Segundo ele, o fornecedor entendeu sem problemas, pois muitas empresas já estão acostumadas com esse tipo de resposta. Nessa época do ano, o RH envia aos funcionários da Suzano um informativo chamado "Onde mora o perigo", reafirmando a política de brindes transmitida nos treinamentos realizados durante a contratação.

Para o consultor Werner Mitteregger, que já dirigiu os departamentos de RH de empresas como Tecnisa, Pfizer e Pepsico, as empresas têm evitado o envio de brindes muito caros. "Elas reduziram o padrão dos presentes, pois já perceberam que eles não têm sido bem aceitos", conta. Segundo ele, a "multinacionalização" das empresas catalisou essa tendência no Brasil.

O mercado americano, por exemplo, restringe o recebimento de presentes de companhias estrangeiras desde a assinatura do Foreign Corrupt Practices Act (Ato Contra a Corrupção Estrangeira). Nesse sentido, o apelo contra o suborno tem se disseminado por meio das empresas que operam ou realizam negócios no exterior. "As informações hoje são espalhadas mais rapidamente e qualquer deslize pode causar sérios danos à imagem de uma companhia. Muitas estão ajustando suas orientações sobre isso para evitar problemas."

O envio de brindes, dessa forma, também tem sido alvo das políticas anticorrupção. A área da saúde, por exemplo, é considerada a mais problemática quanto a políticas de recebimento e envio de presentes, segundo Clara, da Fundação Dom Cabral. De acordo com ela, ainda é muito comum a indústria farmacêutica enviar convites de viagem aos médicos e suas famílias para participarem de congressos. "Geralmente, o evento é para promover o medicamento que o próprio laboratório produz", diz.

Outro segmento que tem o costume de receber e ofertar brindes caros é o jurídico. No P inheiro Neto Advogados, porém, foi instituído um código de conduta para evitar o desgaste no relacionamento com os clientes. "A prática do direito é baseada em confiança. Temos que evitar dar e receber presentes que possam gerar qualquer tipo de desconforto na relação com clientes e parceiros", informou a empresa em comunicado. Nesse sentido, o escritório autoriza o recebimento - e a confecção- apenas de brindes com o logotipo da firma.

______

(Enunciado 1)
Qual é o nome do informativo que o RH envia aos funcionários da Suzano, segundo o texto sobre brindes corporativos?
(Enunciado 2)
Reproduza o trecho do texto sobre brindes corporativos entre "Outro segmento que" e "logotipo da firma.", inclusive.

(Material de origem)
______

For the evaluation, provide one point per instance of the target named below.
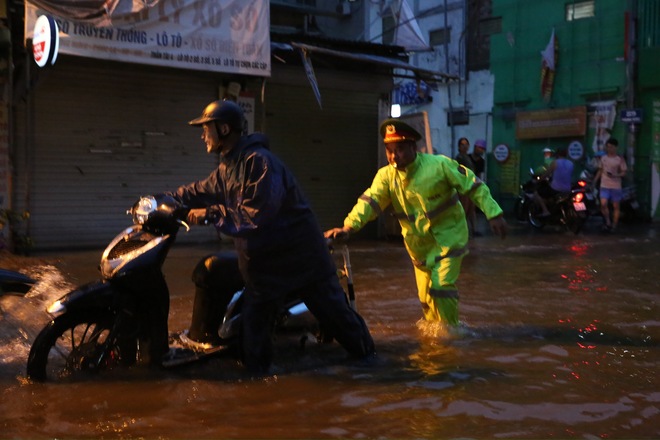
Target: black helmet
(227, 112)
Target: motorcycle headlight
(142, 209)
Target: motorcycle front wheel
(520, 209)
(533, 215)
(75, 345)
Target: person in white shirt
(611, 171)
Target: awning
(405, 69)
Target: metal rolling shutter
(104, 134)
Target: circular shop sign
(501, 153)
(45, 41)
(575, 150)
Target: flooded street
(560, 340)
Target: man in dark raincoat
(281, 252)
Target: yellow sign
(542, 124)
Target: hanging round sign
(501, 153)
(45, 41)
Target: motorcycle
(99, 326)
(566, 209)
(14, 283)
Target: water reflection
(560, 340)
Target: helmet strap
(219, 131)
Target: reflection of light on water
(582, 279)
(23, 317)
(579, 249)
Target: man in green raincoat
(423, 190)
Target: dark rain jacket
(254, 198)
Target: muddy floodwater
(560, 340)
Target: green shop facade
(605, 83)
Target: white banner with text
(231, 36)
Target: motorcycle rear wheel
(574, 220)
(70, 346)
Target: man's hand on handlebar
(338, 232)
(197, 216)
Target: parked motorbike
(566, 209)
(99, 327)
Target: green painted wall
(591, 67)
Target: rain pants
(424, 198)
(280, 248)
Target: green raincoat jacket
(424, 198)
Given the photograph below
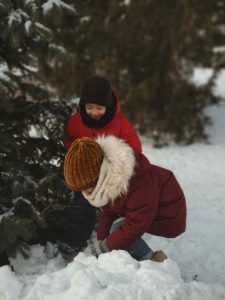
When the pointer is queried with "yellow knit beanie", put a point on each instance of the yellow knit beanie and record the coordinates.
(82, 164)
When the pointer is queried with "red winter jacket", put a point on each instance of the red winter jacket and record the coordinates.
(155, 203)
(119, 126)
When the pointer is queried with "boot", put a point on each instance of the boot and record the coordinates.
(159, 256)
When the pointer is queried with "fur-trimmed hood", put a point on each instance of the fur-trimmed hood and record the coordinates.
(116, 171)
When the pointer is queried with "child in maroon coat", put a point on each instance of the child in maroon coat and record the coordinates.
(126, 187)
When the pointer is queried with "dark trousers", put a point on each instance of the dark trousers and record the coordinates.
(80, 220)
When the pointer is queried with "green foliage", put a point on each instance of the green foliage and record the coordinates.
(32, 186)
(148, 50)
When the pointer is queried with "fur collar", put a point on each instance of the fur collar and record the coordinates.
(116, 171)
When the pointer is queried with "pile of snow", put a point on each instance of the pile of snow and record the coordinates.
(195, 268)
(114, 275)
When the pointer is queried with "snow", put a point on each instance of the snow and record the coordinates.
(195, 268)
(50, 4)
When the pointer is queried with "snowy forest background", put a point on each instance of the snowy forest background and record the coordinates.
(163, 58)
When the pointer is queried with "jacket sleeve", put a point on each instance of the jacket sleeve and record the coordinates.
(140, 211)
(105, 221)
(129, 135)
(68, 139)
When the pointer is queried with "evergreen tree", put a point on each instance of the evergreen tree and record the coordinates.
(148, 50)
(32, 185)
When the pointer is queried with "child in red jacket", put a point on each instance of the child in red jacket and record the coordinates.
(123, 184)
(98, 114)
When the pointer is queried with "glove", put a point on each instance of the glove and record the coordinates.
(99, 247)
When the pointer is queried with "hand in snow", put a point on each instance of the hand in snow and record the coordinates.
(99, 247)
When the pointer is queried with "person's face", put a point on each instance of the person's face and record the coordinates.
(95, 111)
(89, 190)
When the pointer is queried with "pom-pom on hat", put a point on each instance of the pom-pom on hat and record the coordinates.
(82, 164)
(96, 90)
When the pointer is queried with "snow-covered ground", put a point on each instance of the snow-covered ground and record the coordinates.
(196, 265)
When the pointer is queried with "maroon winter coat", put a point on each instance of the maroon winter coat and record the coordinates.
(119, 126)
(155, 203)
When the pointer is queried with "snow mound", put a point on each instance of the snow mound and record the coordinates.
(114, 275)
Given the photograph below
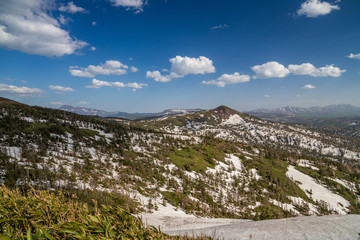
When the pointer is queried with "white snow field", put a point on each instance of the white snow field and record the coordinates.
(331, 227)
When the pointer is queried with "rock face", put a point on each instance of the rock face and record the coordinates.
(216, 163)
(310, 228)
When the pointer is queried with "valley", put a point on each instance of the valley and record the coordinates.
(218, 163)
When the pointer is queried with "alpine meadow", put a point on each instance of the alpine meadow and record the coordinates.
(173, 119)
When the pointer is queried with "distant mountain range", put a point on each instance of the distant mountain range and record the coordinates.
(340, 119)
(129, 116)
(330, 111)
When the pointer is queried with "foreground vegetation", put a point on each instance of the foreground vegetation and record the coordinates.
(44, 215)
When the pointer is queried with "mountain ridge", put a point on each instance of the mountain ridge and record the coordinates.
(214, 163)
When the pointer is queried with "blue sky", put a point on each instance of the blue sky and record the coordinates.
(147, 56)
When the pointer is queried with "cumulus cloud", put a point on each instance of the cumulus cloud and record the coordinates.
(225, 79)
(158, 77)
(28, 26)
(315, 8)
(214, 82)
(134, 69)
(182, 66)
(110, 67)
(98, 84)
(277, 70)
(308, 86)
(56, 103)
(309, 69)
(130, 4)
(354, 56)
(4, 88)
(71, 8)
(270, 70)
(186, 65)
(61, 88)
(220, 26)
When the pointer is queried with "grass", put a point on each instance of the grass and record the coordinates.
(39, 215)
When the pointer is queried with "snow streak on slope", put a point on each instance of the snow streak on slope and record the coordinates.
(318, 192)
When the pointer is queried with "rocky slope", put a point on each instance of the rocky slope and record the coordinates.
(218, 163)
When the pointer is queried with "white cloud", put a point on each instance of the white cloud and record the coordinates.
(4, 88)
(234, 78)
(134, 69)
(61, 89)
(214, 82)
(186, 65)
(315, 8)
(57, 103)
(220, 26)
(110, 67)
(270, 70)
(98, 84)
(71, 8)
(181, 66)
(136, 85)
(354, 56)
(308, 86)
(27, 26)
(158, 77)
(64, 20)
(309, 69)
(277, 70)
(134, 4)
(228, 79)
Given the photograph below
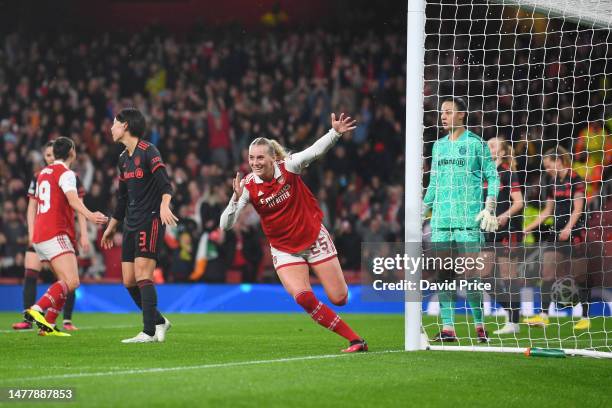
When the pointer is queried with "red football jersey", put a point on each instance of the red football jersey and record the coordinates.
(54, 215)
(290, 215)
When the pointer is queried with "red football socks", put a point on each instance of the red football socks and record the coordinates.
(323, 315)
(54, 298)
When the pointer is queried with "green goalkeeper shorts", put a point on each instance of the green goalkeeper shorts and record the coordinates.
(460, 236)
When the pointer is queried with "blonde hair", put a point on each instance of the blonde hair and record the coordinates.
(559, 153)
(506, 153)
(274, 148)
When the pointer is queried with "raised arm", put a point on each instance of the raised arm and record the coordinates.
(239, 200)
(296, 162)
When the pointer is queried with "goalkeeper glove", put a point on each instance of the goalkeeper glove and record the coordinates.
(487, 218)
(424, 211)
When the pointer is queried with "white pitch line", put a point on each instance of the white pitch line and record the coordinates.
(123, 326)
(184, 368)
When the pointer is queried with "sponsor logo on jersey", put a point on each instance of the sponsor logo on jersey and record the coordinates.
(451, 162)
(282, 195)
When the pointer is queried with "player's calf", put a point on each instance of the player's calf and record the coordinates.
(324, 316)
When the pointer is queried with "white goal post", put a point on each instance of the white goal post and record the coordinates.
(575, 16)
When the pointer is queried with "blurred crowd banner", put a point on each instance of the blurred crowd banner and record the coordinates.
(247, 298)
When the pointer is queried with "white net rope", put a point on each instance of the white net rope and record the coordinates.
(537, 78)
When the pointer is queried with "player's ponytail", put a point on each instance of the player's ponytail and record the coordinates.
(274, 148)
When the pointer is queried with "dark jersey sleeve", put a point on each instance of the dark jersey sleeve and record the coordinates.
(158, 169)
(153, 159)
(122, 199)
(119, 213)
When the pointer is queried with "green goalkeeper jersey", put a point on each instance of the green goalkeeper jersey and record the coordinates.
(459, 169)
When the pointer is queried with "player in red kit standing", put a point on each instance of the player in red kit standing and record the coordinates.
(33, 265)
(291, 220)
(54, 235)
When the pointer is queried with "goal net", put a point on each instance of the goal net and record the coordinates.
(536, 81)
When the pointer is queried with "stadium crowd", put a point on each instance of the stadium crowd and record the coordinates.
(206, 95)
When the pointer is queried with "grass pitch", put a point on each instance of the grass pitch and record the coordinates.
(286, 360)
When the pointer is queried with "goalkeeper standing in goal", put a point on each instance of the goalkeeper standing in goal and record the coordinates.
(461, 163)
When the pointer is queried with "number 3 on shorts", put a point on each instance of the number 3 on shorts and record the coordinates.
(142, 240)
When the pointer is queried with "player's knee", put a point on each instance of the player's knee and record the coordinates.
(307, 300)
(73, 284)
(340, 299)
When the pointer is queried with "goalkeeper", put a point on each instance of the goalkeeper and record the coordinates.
(461, 163)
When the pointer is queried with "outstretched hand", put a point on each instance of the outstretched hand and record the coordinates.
(343, 124)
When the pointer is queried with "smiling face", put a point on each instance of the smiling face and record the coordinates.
(261, 161)
(450, 117)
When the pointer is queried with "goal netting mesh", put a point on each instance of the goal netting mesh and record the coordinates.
(537, 80)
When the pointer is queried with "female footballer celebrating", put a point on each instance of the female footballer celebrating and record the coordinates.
(291, 220)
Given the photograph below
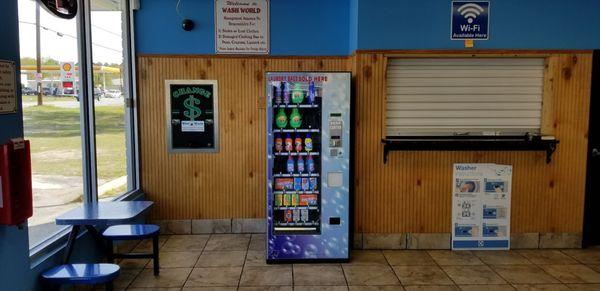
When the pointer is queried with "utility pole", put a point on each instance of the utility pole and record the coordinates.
(38, 76)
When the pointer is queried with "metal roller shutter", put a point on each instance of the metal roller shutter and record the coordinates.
(458, 96)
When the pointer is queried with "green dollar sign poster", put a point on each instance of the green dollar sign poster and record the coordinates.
(192, 115)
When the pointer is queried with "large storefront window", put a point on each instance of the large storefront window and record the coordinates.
(64, 176)
(51, 119)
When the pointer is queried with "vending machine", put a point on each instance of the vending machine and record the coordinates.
(308, 166)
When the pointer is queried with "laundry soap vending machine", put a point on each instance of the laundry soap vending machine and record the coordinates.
(308, 166)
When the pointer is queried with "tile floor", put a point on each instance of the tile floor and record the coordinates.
(237, 262)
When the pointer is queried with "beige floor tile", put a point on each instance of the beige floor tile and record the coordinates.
(209, 289)
(370, 275)
(367, 258)
(587, 256)
(146, 245)
(501, 258)
(125, 278)
(317, 275)
(221, 259)
(257, 242)
(541, 287)
(133, 263)
(431, 287)
(422, 275)
(174, 277)
(375, 288)
(267, 288)
(185, 243)
(176, 260)
(547, 257)
(408, 258)
(584, 287)
(455, 258)
(267, 276)
(524, 274)
(214, 277)
(496, 287)
(468, 275)
(228, 242)
(572, 273)
(320, 288)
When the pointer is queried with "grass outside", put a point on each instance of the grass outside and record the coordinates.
(55, 137)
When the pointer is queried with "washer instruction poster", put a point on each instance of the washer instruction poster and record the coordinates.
(481, 206)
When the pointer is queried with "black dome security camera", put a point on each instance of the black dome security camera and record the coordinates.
(187, 24)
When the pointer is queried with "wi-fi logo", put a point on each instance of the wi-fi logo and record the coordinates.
(470, 11)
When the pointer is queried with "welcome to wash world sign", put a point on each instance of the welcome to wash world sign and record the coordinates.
(470, 20)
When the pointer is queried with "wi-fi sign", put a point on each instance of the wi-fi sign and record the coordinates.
(470, 20)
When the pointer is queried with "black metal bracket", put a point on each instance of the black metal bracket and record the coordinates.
(469, 143)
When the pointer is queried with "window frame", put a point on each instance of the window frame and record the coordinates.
(55, 242)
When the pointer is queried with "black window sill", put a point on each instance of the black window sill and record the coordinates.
(470, 143)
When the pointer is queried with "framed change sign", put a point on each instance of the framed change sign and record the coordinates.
(192, 116)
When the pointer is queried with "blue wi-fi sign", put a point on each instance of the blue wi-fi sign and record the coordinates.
(470, 20)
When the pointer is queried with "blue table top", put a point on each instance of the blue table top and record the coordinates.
(105, 213)
(82, 273)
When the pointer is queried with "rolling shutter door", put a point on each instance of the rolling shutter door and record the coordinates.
(459, 96)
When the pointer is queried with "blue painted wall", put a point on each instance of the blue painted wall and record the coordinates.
(339, 27)
(514, 24)
(308, 27)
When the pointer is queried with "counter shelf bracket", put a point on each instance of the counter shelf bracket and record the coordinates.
(497, 143)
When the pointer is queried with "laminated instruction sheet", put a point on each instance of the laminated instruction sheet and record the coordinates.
(481, 206)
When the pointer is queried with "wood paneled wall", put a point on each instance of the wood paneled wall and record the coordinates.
(411, 193)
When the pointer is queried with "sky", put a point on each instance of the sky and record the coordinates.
(106, 35)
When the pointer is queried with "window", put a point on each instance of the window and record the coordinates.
(464, 96)
(109, 54)
(77, 157)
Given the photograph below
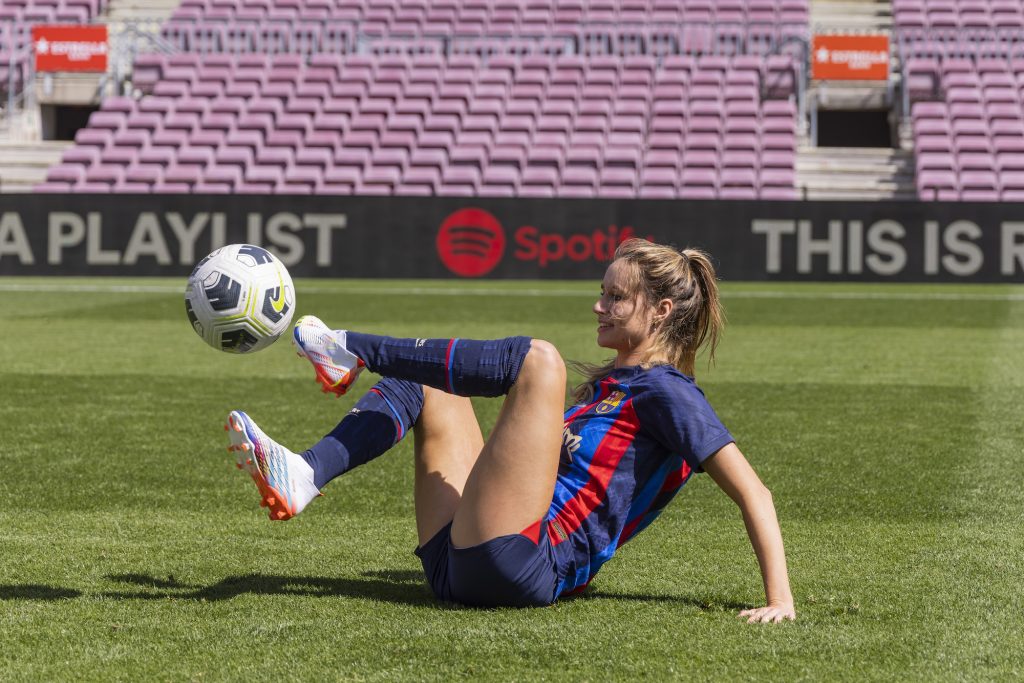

______

(Resposta 1)
"Onde mora o perigo".

(Resposta 2)
Outro segmento que tem o costume de receber e ofertar brindes caros é o jurídico. No P inheiro Neto Advogados, porém, foi instituído um código de conduta para evitar o desgaste no relacionamento com os clientes. "A prática do direito é baseada em confiança. Temos que evitar dar e receber presentes que possam gerar qualquer tipo de desconforto na relação com clientes e parceiros", informou a empresa em comunicado. Nesse sentido, o escritório autoriza o recebimento - e a confecção- apenas de brindes com o logotipo da firma.